PROBLEM DETAILS -
Report every line of the records below that contains the string "leaf", copying each matching line in full. Matching is case-sensitive.

DATA SUPPLIED -
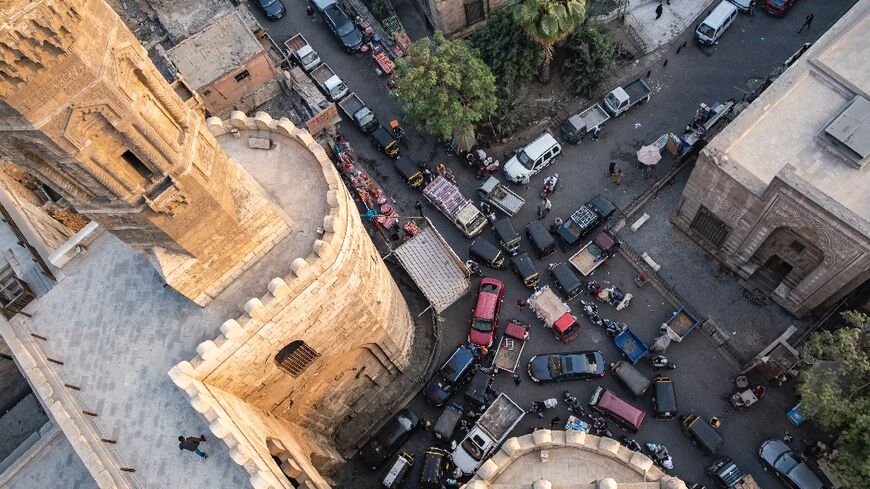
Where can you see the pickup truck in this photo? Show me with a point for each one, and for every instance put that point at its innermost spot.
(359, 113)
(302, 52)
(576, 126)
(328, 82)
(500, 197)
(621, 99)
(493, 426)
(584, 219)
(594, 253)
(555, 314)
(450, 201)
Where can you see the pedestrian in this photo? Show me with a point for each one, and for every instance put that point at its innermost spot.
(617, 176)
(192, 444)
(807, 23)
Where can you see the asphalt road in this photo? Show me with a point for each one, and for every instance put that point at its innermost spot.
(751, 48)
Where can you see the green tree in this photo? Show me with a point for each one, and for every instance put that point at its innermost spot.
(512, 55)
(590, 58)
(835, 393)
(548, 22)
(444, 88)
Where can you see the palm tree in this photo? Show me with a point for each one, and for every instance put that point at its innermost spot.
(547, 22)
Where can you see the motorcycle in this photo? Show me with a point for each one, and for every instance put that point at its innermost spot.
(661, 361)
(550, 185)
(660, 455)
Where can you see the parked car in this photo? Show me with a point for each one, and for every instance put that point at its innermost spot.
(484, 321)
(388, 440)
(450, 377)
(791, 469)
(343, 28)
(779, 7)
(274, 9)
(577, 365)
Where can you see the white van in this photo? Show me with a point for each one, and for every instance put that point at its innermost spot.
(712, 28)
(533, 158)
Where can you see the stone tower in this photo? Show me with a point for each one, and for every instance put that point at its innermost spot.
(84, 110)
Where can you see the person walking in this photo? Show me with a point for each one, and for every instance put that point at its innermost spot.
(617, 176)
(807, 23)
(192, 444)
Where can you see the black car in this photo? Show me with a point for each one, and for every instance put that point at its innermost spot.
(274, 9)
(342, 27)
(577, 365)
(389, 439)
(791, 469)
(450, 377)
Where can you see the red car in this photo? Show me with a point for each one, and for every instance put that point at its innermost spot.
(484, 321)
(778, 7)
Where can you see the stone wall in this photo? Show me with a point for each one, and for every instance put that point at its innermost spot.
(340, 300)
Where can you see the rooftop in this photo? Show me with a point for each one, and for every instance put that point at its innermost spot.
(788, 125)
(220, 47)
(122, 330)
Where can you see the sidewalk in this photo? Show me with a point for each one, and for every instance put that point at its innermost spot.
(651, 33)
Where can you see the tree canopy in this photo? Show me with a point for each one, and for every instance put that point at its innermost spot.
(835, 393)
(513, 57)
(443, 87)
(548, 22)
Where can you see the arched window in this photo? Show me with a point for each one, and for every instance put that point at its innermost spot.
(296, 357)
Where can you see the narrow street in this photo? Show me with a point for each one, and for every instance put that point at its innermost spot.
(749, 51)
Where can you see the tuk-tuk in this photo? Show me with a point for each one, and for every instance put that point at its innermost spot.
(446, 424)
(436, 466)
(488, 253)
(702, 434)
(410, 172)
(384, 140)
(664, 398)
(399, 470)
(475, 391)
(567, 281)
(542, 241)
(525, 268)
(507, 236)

...

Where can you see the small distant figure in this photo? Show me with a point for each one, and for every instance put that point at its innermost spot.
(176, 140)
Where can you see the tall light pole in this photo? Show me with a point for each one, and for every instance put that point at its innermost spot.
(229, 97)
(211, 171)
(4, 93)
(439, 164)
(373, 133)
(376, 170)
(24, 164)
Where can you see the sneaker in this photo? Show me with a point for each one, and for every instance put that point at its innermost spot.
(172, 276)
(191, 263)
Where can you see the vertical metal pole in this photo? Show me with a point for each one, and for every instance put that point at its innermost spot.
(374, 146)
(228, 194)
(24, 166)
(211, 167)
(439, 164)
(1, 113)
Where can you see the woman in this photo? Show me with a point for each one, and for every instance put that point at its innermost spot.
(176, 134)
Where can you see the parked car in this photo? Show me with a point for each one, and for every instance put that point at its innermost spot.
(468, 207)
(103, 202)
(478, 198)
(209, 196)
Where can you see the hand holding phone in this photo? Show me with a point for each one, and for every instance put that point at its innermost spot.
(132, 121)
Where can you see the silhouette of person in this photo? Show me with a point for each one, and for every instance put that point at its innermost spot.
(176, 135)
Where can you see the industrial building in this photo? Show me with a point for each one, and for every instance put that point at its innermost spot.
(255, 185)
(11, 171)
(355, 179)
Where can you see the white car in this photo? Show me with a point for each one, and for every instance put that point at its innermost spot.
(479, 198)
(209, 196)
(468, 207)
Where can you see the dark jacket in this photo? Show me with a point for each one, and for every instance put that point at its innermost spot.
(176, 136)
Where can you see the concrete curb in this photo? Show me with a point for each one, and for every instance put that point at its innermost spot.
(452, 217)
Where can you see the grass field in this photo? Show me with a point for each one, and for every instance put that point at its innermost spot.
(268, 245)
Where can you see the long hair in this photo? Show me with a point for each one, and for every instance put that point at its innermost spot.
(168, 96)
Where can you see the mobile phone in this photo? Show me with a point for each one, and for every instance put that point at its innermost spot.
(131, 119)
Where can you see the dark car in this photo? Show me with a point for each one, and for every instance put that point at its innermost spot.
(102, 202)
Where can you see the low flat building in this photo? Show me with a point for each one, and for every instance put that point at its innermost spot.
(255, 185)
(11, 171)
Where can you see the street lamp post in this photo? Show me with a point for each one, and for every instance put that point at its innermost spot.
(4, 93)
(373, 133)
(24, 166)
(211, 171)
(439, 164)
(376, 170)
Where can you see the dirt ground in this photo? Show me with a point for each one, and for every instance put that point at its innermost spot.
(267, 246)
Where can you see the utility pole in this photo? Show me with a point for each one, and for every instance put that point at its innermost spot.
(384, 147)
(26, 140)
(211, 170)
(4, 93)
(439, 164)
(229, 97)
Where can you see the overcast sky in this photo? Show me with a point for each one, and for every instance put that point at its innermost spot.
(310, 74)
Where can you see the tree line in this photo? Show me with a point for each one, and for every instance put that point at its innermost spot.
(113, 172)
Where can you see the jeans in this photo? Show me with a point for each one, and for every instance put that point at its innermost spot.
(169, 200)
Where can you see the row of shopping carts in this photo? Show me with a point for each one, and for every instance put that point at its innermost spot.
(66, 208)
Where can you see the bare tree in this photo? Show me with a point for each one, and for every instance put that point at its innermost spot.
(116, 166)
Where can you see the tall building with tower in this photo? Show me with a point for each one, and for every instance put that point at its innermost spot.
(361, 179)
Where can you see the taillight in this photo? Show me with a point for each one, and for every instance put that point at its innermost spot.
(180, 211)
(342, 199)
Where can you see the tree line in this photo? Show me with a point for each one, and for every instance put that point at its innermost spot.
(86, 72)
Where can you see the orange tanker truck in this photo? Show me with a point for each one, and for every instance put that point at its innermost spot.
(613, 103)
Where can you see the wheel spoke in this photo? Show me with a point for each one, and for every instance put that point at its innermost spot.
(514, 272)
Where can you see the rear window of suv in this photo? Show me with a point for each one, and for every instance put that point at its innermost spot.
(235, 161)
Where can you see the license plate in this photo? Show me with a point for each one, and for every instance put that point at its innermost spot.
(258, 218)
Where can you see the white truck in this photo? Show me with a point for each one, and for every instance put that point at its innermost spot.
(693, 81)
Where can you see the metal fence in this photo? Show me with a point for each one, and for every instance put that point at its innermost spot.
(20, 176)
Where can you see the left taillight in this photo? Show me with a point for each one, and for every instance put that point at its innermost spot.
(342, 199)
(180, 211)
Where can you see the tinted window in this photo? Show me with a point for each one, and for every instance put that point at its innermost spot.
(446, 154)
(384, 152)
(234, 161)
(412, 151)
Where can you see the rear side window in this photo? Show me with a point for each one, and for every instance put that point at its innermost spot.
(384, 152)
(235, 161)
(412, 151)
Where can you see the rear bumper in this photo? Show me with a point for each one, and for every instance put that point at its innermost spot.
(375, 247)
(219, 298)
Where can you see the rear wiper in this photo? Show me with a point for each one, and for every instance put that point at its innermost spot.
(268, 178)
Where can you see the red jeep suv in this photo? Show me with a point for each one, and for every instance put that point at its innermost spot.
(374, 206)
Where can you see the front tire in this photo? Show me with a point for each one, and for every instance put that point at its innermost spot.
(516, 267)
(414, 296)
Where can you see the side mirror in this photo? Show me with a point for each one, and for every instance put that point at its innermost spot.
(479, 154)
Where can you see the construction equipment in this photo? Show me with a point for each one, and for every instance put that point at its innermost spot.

* * *

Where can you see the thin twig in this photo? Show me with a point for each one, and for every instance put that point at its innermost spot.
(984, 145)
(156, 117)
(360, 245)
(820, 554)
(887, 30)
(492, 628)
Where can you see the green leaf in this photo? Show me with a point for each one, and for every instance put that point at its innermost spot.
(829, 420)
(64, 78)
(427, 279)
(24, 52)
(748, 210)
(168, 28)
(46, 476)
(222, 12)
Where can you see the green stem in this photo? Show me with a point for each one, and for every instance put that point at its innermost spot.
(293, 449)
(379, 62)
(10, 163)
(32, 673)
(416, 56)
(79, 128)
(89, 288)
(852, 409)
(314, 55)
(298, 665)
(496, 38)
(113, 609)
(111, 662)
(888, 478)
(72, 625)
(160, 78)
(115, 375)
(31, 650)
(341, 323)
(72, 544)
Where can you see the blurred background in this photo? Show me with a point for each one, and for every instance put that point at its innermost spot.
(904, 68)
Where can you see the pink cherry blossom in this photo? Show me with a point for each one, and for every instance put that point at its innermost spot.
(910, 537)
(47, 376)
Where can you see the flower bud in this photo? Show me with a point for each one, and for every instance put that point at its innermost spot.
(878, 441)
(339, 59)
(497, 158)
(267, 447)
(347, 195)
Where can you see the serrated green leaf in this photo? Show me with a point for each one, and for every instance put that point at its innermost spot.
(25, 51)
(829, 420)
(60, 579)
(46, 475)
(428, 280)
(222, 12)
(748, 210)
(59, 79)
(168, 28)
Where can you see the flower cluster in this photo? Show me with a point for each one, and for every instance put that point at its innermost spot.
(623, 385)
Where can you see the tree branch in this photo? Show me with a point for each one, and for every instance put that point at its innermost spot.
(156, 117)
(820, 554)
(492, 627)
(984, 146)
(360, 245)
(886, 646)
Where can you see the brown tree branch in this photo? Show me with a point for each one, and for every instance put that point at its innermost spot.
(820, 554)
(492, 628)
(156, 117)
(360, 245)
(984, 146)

IN RESPONSE -
Where can you see the green leaf in this photo? Show me with a point for each one, and for every instance put that point at its innermost spot.
Where can you see the serrated green leaf in this photo? Show me with a point for each one, and for every instance put that point at its innermost spot.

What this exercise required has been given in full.